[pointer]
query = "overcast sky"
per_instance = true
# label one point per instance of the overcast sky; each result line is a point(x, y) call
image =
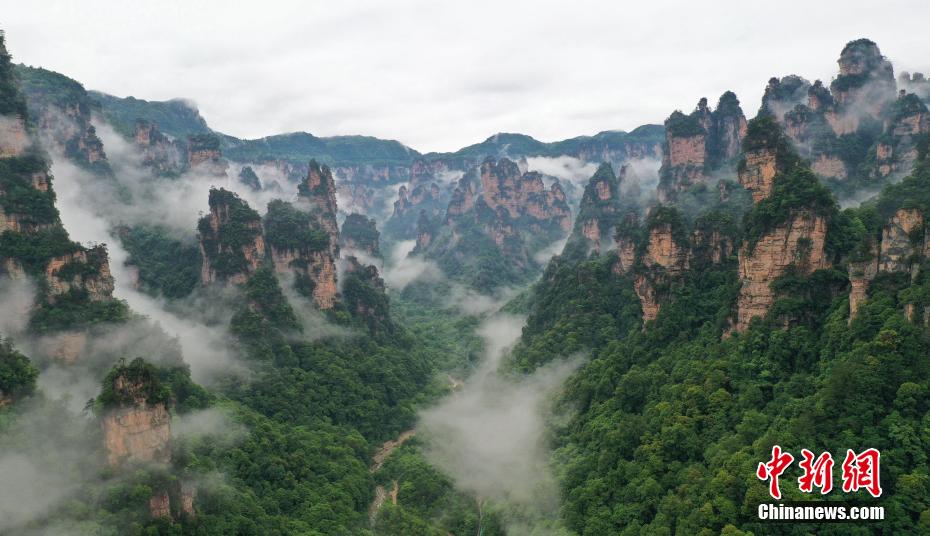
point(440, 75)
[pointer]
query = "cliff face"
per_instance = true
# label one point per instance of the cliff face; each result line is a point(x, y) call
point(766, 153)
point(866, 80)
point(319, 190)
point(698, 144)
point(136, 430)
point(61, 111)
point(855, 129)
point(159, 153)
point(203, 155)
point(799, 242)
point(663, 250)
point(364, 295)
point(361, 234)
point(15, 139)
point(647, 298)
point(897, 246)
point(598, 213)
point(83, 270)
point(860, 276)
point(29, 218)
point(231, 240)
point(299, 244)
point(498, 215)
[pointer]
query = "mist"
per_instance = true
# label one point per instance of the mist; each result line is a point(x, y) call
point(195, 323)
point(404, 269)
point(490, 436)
◇ ◇ ◇ ◇ ◇ ◇ ◇
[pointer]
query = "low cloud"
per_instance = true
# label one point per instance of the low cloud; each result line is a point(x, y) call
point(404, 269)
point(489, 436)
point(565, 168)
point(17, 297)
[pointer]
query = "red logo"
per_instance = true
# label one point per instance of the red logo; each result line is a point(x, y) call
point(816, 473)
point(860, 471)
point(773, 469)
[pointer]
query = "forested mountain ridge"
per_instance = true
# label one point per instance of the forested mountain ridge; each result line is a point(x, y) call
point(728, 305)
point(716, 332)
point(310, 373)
◇ ◇ ◇ ◇ ◇ ◇ ◇
### What you should do:
With the string "query" as the key, filter the data above and show the lines that match.

### Answer box:
query = "overcast sky"
query = "cliff face"
query = "mist"
query = "low cloud"
query = "red logo"
query = "forested mountain ridge"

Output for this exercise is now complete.